▸ **DATA RECORDS**
========================
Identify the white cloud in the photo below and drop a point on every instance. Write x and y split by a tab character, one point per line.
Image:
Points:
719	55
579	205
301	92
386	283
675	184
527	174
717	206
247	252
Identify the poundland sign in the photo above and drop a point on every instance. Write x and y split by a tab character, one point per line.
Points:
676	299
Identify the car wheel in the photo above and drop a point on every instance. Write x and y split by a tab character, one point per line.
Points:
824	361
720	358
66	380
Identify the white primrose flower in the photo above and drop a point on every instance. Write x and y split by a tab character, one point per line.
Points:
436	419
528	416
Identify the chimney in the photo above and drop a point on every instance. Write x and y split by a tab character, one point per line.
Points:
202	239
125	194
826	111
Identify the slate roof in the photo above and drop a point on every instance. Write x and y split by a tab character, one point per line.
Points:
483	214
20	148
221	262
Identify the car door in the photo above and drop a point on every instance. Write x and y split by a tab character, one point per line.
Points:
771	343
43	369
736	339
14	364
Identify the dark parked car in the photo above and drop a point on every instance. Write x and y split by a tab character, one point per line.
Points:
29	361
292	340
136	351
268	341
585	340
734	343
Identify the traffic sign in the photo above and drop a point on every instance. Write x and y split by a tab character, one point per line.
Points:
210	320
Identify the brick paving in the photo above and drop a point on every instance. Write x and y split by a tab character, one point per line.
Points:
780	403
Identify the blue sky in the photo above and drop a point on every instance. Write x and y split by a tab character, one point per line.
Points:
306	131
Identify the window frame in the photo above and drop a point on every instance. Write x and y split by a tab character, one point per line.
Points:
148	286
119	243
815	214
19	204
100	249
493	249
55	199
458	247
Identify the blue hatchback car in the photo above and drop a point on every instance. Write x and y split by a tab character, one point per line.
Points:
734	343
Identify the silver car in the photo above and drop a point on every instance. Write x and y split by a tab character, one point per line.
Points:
========================
▸ **PROBLEM DETAILS**
The full set of records above must be reproduced exactly in the reply.

▸ **SOLUTION FOR THIS PROBLEM**
Identify the white cloud in the photo below and drop a point on every instance. Write x and y split by a tab character, one point per line.
Image:
Points:
719	55
579	205
301	92
386	283
675	184
527	174
717	206
247	252
Identify the poundland sign in the photo above and drop a point on every instance. Write x and y split by a tab character, one point per line.
Points:
676	299
Identify the car wheel in the photo above and drop a point on every instance. Write x and y split by a tab character, one point per line.
Points:
824	361
720	358
66	380
Identify the white primrose flower in the photo above and drop a point on every instance. Write x and y split by a tab character, one point per line.
Points:
436	419
528	416
Identify the chimney in the photo above and drop a point on every instance. Write x and y split by a tab character, one point per line.
Points:
202	239
125	194
826	111
Identify the slate roof in the photo above and drop a point on every instance. Write x and y split by a tab character, one point per line.
Points:
483	214
20	148
221	262
Identify the car door in the photo above and drop a point on every instance. Write x and y split by a tab character, one point per line.
Points:
771	343
43	369
736	339
14	364
Identify the dark parked car in the photo above and drop a point on every instance. Write x and y split by a tab character, one point per line.
Points:
29	361
292	340
136	351
268	341
585	340
734	343
Identify the traffic sign in the photo above and drop a point on every instance. Write x and y split by a tab character, one point per line.
Points:
210	320
Identify the brick paving in the photo above and drop a point on every instance. Write x and y split by a tab character, one point per line.
Points:
780	403
Identify the blue sky in the photo above and drop a point on every instance. Write x and y split by a tab character, one point per line.
Points:
306	131
Identify the window frame in the photo above and drop a point on every instance. Write x and y split by a tab character, one point per line.
Points:
148	286
119	243
815	214
19	204
100	249
493	249
55	199
458	247
Identify the blue hatchback car in the photo above and drop a point on every instance. Write x and y split by a tab character, one point per line.
Points:
734	343
Identify the silver car in the photo above and drop a point on every instance. Write x and y split by a tab character, one point per line.
Points:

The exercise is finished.